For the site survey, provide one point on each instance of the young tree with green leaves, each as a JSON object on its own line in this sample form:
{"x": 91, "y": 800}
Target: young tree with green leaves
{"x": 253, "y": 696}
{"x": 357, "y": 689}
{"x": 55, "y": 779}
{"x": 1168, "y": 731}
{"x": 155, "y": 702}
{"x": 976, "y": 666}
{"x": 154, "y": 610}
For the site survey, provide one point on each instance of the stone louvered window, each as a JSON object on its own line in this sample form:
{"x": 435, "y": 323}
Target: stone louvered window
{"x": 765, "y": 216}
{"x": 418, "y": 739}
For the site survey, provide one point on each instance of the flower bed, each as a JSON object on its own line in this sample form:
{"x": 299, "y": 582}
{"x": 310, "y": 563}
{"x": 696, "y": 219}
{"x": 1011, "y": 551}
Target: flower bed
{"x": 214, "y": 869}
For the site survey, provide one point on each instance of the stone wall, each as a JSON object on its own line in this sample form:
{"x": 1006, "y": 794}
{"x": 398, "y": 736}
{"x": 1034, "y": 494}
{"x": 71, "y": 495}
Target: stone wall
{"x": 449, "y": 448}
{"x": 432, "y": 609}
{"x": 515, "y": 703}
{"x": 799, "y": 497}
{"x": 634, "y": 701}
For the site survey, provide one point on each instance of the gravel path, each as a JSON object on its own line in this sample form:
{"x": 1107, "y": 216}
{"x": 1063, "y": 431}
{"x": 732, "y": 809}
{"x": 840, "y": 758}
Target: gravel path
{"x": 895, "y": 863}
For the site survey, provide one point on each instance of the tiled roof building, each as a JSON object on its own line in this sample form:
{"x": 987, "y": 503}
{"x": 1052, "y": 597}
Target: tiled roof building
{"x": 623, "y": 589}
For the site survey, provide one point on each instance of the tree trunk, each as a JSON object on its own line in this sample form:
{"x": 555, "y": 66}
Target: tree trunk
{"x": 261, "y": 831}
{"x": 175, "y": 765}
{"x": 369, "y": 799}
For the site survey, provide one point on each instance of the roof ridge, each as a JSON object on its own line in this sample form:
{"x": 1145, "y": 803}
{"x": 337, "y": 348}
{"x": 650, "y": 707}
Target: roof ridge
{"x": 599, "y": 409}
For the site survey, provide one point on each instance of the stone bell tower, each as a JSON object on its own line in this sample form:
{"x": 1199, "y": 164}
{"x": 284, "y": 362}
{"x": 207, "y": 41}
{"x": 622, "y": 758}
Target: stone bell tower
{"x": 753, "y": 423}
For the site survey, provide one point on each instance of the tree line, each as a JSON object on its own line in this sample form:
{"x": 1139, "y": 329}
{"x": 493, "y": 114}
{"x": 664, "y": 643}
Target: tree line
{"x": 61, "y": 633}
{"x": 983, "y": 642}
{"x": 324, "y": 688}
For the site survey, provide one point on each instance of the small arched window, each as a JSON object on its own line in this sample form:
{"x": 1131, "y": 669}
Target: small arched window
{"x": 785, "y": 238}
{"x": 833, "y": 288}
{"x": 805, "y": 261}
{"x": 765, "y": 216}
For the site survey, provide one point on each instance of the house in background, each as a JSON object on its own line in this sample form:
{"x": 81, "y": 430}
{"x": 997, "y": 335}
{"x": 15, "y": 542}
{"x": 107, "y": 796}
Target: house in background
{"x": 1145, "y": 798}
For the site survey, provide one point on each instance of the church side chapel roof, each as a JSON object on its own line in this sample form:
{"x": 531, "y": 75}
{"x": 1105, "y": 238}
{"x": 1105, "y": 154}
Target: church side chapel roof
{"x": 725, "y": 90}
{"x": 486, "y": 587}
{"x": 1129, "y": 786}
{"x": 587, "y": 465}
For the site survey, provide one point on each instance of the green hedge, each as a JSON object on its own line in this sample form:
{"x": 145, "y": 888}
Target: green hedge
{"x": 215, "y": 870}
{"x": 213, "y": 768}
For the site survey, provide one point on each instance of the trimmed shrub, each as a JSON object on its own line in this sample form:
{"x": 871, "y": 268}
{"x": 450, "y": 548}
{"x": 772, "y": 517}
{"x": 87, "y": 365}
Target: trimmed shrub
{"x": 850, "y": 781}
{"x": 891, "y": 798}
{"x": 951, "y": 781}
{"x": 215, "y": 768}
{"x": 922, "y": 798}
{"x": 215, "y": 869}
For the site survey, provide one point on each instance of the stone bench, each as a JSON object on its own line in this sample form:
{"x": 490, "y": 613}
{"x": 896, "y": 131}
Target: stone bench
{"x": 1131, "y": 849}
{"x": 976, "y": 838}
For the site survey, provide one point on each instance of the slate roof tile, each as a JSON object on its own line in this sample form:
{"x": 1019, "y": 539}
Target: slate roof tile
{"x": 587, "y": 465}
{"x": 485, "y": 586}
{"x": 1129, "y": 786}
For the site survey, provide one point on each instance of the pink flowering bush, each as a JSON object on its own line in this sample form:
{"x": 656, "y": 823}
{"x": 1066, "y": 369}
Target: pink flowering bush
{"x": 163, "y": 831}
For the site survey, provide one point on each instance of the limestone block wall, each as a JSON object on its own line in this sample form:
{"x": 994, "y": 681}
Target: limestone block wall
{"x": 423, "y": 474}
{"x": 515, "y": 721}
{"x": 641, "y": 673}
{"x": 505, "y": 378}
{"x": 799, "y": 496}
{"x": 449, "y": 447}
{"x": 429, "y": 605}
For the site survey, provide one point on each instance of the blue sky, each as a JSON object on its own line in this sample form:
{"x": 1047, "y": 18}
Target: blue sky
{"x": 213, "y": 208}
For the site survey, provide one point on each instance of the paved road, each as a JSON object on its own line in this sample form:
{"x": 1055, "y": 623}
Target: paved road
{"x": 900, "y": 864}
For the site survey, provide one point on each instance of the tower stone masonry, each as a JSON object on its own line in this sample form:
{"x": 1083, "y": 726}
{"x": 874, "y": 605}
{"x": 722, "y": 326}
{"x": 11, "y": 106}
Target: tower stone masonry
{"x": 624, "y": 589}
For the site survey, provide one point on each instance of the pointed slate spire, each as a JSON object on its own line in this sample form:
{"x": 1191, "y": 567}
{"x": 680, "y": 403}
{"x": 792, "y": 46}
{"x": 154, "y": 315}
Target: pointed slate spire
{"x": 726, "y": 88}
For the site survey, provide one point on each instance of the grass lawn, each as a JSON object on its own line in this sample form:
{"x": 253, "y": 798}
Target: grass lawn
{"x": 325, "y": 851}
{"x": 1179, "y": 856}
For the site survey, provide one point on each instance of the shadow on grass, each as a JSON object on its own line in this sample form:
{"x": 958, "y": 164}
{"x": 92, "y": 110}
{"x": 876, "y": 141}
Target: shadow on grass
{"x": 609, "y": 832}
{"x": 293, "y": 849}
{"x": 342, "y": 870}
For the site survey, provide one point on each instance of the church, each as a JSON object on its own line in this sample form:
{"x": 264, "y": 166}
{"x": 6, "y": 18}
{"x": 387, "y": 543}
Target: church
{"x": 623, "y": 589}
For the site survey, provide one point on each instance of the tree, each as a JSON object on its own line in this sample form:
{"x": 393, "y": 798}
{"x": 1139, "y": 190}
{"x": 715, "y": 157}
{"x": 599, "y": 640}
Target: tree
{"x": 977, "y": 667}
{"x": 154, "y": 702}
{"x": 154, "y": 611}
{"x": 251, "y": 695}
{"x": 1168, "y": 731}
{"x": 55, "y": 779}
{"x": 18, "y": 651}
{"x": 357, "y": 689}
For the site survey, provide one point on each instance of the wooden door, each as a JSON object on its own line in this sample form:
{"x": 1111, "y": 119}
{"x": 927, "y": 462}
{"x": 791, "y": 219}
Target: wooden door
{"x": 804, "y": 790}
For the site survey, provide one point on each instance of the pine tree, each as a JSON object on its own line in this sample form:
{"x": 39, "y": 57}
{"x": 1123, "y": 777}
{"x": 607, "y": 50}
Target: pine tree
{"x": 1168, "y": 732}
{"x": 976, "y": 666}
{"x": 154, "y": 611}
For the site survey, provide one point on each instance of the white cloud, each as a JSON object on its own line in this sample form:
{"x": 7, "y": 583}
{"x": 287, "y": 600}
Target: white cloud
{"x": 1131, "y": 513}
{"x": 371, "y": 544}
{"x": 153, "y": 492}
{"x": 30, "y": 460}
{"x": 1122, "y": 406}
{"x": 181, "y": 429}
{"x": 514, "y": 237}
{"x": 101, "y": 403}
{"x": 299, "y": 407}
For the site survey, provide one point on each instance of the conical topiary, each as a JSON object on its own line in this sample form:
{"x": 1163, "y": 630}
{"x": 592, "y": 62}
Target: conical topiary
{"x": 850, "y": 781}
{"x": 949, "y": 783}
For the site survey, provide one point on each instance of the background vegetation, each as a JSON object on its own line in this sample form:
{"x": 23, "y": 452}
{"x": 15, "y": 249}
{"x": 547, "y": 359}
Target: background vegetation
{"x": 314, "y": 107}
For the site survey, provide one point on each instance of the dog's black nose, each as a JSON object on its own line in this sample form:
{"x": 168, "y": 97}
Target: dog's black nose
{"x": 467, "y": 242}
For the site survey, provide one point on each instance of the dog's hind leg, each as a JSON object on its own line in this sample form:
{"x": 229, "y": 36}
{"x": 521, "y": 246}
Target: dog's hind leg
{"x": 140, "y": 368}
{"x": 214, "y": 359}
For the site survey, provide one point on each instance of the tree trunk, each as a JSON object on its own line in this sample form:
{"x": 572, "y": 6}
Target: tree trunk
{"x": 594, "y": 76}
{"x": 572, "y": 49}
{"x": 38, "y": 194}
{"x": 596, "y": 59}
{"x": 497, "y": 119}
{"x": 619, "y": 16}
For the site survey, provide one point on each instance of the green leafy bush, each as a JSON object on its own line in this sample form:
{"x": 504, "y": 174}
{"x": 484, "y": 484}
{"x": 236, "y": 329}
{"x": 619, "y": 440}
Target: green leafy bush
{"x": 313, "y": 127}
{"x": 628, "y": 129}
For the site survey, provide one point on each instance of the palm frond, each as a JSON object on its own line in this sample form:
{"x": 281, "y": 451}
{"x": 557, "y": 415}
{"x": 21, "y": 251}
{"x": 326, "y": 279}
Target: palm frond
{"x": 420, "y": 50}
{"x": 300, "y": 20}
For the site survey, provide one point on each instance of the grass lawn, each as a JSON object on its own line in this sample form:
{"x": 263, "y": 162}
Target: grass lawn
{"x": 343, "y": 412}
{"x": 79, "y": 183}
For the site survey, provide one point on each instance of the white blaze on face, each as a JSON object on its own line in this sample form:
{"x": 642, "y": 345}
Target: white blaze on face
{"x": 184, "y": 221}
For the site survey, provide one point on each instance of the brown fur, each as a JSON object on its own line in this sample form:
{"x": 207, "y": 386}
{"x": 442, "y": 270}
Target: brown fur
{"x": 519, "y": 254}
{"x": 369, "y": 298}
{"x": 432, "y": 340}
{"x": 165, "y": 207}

******

- _TASK STATEMENT_:
Quote exactly what appears from the line containing "the white blaze" through the final line of the listing above, including both of those lines.

- _ANSWER IN FULL_:
For the site survey, provide one point on each instance of the white blaze on face, each as a JSON object on its own line in this sample form:
{"x": 642, "y": 345}
Target: white blaze on face
{"x": 184, "y": 221}
For the site survey, provide one point on each instance of the brown fur, each as a JSON object on its own line in this sample form:
{"x": 207, "y": 386}
{"x": 442, "y": 270}
Target: brown fur
{"x": 519, "y": 254}
{"x": 369, "y": 298}
{"x": 432, "y": 340}
{"x": 165, "y": 207}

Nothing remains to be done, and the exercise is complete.